__What you are asked to do__
Each line below from the one containing "x=224, y=299" through the one containing "x=770, y=491" should be output exactly as it stands, and no other line should appear.

__Stored data__
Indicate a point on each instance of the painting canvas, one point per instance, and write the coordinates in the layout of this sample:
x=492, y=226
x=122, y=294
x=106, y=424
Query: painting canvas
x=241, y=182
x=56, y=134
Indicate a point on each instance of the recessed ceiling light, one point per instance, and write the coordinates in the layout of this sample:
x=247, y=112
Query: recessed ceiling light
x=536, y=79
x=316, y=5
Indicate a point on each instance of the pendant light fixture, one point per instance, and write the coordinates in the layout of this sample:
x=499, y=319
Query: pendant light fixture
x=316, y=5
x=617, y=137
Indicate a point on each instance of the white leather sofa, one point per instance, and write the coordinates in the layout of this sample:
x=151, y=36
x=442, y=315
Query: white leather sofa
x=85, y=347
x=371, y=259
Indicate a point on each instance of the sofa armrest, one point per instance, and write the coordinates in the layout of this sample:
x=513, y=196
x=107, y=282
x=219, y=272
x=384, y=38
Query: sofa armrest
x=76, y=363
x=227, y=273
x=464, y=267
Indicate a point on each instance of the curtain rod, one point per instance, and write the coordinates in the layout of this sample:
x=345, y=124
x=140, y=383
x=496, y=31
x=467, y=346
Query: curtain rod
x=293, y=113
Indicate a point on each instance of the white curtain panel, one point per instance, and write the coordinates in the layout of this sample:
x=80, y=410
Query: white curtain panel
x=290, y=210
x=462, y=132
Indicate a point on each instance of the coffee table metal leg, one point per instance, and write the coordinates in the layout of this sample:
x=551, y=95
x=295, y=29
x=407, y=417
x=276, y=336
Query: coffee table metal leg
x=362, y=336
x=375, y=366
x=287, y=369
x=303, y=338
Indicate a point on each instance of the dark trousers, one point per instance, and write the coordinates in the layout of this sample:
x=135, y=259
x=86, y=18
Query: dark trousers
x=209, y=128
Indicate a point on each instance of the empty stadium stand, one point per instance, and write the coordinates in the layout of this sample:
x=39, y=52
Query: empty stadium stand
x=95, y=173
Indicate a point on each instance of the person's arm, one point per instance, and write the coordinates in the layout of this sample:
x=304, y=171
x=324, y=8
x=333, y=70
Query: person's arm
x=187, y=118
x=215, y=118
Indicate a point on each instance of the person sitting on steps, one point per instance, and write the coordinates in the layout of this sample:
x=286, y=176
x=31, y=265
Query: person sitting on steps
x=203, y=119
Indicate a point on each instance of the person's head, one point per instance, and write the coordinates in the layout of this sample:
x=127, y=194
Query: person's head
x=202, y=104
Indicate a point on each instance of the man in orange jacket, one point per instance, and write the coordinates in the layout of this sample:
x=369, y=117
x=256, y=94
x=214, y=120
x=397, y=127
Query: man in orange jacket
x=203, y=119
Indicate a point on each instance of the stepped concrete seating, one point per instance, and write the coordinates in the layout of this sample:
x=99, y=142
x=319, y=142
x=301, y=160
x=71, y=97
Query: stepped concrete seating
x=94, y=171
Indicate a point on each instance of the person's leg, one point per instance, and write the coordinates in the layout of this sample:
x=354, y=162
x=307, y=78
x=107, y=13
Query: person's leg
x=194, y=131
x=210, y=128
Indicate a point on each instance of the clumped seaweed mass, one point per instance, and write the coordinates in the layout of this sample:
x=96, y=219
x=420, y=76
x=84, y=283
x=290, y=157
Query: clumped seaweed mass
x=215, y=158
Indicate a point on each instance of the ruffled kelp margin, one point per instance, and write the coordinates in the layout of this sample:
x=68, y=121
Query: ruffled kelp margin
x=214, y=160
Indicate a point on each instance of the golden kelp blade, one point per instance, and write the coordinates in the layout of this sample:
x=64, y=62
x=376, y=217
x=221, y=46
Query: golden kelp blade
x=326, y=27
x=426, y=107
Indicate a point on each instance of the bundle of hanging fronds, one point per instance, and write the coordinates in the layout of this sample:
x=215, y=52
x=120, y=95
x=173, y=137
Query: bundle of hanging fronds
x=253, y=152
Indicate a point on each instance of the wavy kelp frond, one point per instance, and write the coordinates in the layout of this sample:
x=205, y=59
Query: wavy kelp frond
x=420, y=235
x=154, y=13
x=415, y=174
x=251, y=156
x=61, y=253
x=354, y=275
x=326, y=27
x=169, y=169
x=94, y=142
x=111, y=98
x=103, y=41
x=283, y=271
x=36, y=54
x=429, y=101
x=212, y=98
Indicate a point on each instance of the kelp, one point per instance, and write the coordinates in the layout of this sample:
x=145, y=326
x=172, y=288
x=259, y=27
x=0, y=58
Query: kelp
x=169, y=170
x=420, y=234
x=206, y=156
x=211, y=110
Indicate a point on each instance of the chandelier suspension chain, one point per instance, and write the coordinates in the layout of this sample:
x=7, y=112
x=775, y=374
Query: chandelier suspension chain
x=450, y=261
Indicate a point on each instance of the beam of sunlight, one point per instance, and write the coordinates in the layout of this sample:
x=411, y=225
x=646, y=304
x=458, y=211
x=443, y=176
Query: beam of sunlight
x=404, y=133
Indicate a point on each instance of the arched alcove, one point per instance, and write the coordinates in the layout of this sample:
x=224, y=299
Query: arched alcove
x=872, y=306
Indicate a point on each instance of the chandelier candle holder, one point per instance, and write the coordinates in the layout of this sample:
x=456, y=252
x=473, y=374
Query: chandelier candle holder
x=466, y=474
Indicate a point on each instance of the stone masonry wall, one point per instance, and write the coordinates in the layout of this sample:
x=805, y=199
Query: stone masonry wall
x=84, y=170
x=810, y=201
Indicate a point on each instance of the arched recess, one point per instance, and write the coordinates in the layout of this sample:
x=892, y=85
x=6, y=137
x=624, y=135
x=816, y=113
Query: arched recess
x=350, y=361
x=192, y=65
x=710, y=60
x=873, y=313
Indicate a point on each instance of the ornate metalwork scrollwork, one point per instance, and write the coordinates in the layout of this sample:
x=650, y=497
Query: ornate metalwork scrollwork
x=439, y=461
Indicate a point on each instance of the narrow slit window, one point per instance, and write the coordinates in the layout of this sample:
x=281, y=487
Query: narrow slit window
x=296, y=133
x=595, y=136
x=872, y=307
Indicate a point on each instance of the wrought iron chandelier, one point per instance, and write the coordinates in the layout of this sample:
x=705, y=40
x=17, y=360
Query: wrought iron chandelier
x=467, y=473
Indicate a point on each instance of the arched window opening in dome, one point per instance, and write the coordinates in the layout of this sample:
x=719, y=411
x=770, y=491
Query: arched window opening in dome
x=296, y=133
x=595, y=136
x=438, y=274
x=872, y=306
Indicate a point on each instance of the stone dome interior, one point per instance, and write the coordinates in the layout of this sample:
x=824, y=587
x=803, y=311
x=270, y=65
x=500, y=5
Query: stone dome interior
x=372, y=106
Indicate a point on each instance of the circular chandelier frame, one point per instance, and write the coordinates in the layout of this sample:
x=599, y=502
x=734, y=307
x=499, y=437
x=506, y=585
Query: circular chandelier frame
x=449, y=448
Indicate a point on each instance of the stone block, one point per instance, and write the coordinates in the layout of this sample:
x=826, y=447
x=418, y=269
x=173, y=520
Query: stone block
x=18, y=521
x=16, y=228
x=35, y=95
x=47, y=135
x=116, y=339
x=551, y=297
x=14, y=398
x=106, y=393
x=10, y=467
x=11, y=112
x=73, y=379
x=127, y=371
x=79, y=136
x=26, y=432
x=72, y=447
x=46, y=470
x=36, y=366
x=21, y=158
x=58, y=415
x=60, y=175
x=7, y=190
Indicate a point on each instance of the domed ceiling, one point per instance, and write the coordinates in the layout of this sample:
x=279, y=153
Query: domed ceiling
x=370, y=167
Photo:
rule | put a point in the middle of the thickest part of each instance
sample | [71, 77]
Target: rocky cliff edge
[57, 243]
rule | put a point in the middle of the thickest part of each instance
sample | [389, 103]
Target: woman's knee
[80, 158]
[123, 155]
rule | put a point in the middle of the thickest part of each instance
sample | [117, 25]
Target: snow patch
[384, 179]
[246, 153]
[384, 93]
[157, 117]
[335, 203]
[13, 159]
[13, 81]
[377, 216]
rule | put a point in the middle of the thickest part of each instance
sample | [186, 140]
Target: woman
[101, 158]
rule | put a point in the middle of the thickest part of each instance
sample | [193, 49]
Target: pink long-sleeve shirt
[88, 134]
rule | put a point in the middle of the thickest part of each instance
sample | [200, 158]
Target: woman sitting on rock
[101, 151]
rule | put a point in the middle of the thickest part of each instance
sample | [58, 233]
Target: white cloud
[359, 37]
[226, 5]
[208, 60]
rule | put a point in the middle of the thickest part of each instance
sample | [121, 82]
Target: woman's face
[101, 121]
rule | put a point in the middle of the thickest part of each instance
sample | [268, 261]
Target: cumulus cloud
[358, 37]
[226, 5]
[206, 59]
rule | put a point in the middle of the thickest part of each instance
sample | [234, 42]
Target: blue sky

__Result__
x=224, y=299
Query: arched alcove
x=872, y=306
Indicate a point on each instance of the chandelier candle holder, one point per instance, and write the coordinates in the layout of this sample:
x=456, y=252
x=473, y=374
Query: chandelier candle holder
x=466, y=474
Indicate a point on each instance of the stone masonry wall, one point per instance, and write the coordinates in the layout of this sample:
x=805, y=199
Query: stone masonry wall
x=84, y=170
x=810, y=201
Indicate a point on each instance of the arched recess, one point per instance, and write the coordinates in the layout of this sample:
x=892, y=85
x=6, y=137
x=624, y=135
x=816, y=113
Query: arched recess
x=350, y=361
x=192, y=65
x=710, y=60
x=873, y=313
Indicate a point on each instance of the ornate metalwork scrollwork, one point per instance, and write the coordinates in the layout of this sample:
x=650, y=497
Query: ornate metalwork scrollwork
x=439, y=461
Indicate a point on each instance of the narrow slit window, one point per instance, and write the coordinates in the layout of this sample:
x=281, y=487
Query: narrow slit window
x=296, y=133
x=595, y=136
x=872, y=307
Indicate a point on each instance of the wrought iron chandelier, one point per instance, and write the coordinates in the layout of this sample:
x=705, y=40
x=17, y=360
Query: wrought iron chandelier
x=467, y=473
Indicate a point on each instance of the arched window opening in dome, one point per instance, and write the coordinates in the layout of this sample:
x=719, y=411
x=770, y=491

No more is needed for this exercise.